* _Work item 1_: Decide whether each statement agrees with the article on the Alzheimer's enzyme below: (a) The Amgen team's findings were reported in Science. (b) Sangram Sisodia was a member of the Amgen team. (c) Blocking the enzyme raised b-amyloid production in cultured cells. For each, answer yes or no and quote the deciding words.
* _Work item 2_: Pick up the article on the Alzheimer's enzyme below after its final sentence and write the next part.

Researchers are making new strides in one of the most frustrating of medical science's battles, the war against Alzheimer's disease. In this week's Science (21 October, p. 735) a team from the biotech company Amgen Inc. in Thousand Oaks, California, reports finding an enzyme called b-secretase, which has long been suspected of playing a key role in the development of the disease. The enzyme may become a new target for drugs that can slow or even reverse Alzheimer's course.
b-secretase acts like a pair of molecular scissors, snipping a piece off a large protein to produce b-amyloid, a smaller protein that builds up in plaques in the brains of Alzheimer's patients and is thought to kill neurons. Over the last 5 years, at least a dozen teams have reported nailing down the elusive b-secretase, but none have swayed the Alzheimer's research community and many have already failed to stand the test of time. But the one identified by the Amgen team "is incontrovertible," comments Sangram Sisodia, a b-amyloid specialist at the University of Chicago. "I was floored by the data."
The researchers, led by molecular biologists Martin Citron and Robert Vassar, found a protein, called BACE, which proved to have all the properties expected in a b-secretase. For example, antibody studies showed that it is located in the Golgi apparatus and endosomes, two structures within cells in which b-amyloid is known to be cleaved from its large precursor protein. In addition, the Amgen team showed that inhibiting the cellular enzyme decreases b-amyloid production by cultured cells.

* _Records supplied_:
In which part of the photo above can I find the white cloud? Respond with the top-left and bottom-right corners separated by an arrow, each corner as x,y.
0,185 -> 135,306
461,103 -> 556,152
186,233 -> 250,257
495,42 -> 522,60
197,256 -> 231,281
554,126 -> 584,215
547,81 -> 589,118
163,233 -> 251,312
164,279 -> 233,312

* * *

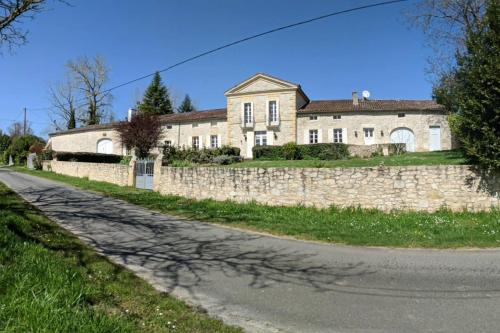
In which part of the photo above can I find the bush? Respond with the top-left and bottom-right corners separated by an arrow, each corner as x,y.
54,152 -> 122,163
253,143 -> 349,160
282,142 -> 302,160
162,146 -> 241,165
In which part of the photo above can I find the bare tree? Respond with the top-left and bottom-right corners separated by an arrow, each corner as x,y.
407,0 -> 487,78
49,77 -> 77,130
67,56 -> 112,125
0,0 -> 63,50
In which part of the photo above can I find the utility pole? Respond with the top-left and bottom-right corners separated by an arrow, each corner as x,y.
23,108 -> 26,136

* _Answer box 1_:
(a) Yes: "In this week's Science (21 October, p. 735) a team from the biotech company Amgen Inc. in Thousand Oaks, California, reports finding an enzyme called b-secretase"
(b) No: "Sangram Sisodia, a b-amyloid specialist at the University of Chicago"
(c) No: "inhibiting the cellular enzyme decreases b-amyloid production by cultured cells"

* _Answer box 2_:
But the Amgen enzyme is not the only b-secretase candidate. Elan Pharmaceuticals in South San Francisco has a patent on another molecule, which is apparently different from Amgen's, and pharmaceutical giant SmithKline Beecham is known to have yet another candidate. Both companies intend to report their findings at next week's annual meeting of the Society for Neuroscience in Miami. Researchers believe that there could be more than one version of the enzyme.
Even before they knew the actual identity of (-secretase, drug companies had already been developing compounds that block the enzyme's activity; but now that researchers have actual secretase enzymes in hand, they can look for more specific and powerful inhibitors.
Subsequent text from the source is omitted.